### DOCUMENT PASSAGE:

>>

Each team participates in numerous challenges (sometimes called "missions"), which are followed by an elimination round called "The Jungle." Each challenge is alternatively designated as either a male or a female challenge day. The winning team of the gender not designated for the Jungle is awarded $2,000. The winning team whose gender is designated for elimination wins immunity from the Jungle, while the team that finishes last is automatically sent to the Jungle. An open deliberation and vote then held among the players to determine which team of the same gender will face the last-place finisher in the Jungle. The team who wins the elimination round returns to the game and has a shot at a $300,000 prize, while the losing team is eliminated from the game.

At the end of the season, six teams compete in the final challenge. The first-place male and female teams win $100,000 apiece, second-place wins $50,000 and the third-place finishers go home empty-handed.

<<

### RECORDS SUPPLIED:
>>

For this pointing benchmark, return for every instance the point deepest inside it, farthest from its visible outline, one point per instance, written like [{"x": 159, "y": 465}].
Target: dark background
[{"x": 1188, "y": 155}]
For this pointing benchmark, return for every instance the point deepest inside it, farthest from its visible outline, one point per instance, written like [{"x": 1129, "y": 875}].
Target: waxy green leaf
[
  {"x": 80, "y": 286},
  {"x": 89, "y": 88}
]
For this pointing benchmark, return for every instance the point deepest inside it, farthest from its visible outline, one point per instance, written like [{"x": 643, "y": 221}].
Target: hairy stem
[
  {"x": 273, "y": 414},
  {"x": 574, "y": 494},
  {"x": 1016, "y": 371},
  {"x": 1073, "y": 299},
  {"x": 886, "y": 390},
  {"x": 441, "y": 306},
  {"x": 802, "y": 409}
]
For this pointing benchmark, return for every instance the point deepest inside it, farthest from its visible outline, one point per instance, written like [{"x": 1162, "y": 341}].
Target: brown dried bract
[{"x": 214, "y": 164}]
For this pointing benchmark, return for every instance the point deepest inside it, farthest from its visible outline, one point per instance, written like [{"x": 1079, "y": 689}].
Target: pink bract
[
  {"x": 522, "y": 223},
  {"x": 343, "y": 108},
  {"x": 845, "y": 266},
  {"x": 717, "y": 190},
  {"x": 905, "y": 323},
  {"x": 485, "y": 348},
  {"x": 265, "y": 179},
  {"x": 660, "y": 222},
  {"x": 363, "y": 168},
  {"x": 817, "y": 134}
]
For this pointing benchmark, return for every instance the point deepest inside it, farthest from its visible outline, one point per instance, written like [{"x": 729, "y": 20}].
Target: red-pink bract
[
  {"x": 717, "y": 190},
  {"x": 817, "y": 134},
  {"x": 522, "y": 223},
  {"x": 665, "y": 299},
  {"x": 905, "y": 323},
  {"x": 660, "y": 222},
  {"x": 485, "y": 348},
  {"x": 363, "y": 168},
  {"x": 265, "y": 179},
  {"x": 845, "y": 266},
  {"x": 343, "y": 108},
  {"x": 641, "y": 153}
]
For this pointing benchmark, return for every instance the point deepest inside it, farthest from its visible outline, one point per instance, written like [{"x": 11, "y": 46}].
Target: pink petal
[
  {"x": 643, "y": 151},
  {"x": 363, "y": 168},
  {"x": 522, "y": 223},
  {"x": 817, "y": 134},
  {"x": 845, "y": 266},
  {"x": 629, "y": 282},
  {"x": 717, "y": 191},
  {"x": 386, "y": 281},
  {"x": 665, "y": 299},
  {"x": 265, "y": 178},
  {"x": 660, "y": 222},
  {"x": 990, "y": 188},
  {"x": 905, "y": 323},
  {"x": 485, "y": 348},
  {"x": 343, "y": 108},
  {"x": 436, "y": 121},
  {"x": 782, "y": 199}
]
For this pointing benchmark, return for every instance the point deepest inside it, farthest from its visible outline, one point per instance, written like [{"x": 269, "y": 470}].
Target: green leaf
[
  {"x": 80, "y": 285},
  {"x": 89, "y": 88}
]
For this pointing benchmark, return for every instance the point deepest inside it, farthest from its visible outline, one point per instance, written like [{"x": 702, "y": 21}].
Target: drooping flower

<<

### WHAT YOU HAVE TO DO:
Please answer from the competition rules text: how much does each first-place team win in the final challenge?

### COMPLETED EXERCISE:
$100,000 apiece.